━━ RECORDS TO USE

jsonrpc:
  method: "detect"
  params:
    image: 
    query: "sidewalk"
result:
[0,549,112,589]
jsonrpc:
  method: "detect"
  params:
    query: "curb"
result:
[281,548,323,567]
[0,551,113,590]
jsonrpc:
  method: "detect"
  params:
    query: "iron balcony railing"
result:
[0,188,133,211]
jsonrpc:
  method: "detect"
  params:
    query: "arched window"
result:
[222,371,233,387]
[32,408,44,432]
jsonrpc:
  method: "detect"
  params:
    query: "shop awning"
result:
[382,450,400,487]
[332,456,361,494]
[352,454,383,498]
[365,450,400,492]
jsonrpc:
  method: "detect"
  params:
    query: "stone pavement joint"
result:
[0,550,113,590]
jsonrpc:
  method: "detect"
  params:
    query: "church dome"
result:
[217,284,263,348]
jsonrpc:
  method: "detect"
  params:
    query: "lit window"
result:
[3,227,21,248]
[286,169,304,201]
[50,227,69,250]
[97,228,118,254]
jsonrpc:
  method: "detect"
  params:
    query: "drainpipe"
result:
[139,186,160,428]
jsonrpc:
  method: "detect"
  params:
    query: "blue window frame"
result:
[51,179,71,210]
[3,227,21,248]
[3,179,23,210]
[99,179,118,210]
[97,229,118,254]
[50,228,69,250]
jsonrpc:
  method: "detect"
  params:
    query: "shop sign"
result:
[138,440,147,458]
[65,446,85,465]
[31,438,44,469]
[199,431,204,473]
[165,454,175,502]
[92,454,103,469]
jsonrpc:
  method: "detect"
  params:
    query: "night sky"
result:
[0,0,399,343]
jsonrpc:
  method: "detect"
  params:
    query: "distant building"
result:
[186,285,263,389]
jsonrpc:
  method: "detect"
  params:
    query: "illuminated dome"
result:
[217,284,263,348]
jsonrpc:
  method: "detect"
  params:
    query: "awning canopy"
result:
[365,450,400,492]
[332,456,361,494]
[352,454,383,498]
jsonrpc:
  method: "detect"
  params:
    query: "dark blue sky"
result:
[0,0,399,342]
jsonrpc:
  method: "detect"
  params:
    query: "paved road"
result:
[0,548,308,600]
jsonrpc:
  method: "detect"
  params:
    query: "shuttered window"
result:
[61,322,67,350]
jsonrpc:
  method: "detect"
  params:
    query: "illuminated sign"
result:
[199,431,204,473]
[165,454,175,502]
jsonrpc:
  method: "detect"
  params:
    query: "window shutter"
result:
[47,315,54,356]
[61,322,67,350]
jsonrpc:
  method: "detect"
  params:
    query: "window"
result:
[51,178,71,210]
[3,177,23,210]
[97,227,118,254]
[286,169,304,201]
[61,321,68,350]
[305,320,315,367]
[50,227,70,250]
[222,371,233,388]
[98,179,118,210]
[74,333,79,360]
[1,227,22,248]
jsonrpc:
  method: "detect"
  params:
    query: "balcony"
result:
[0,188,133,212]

━━━━

Which lines in the items above contain the word "illuminated" in that exact case? Find and copy each of them.

    query: "illuminated dome"
    query: "illuminated sign"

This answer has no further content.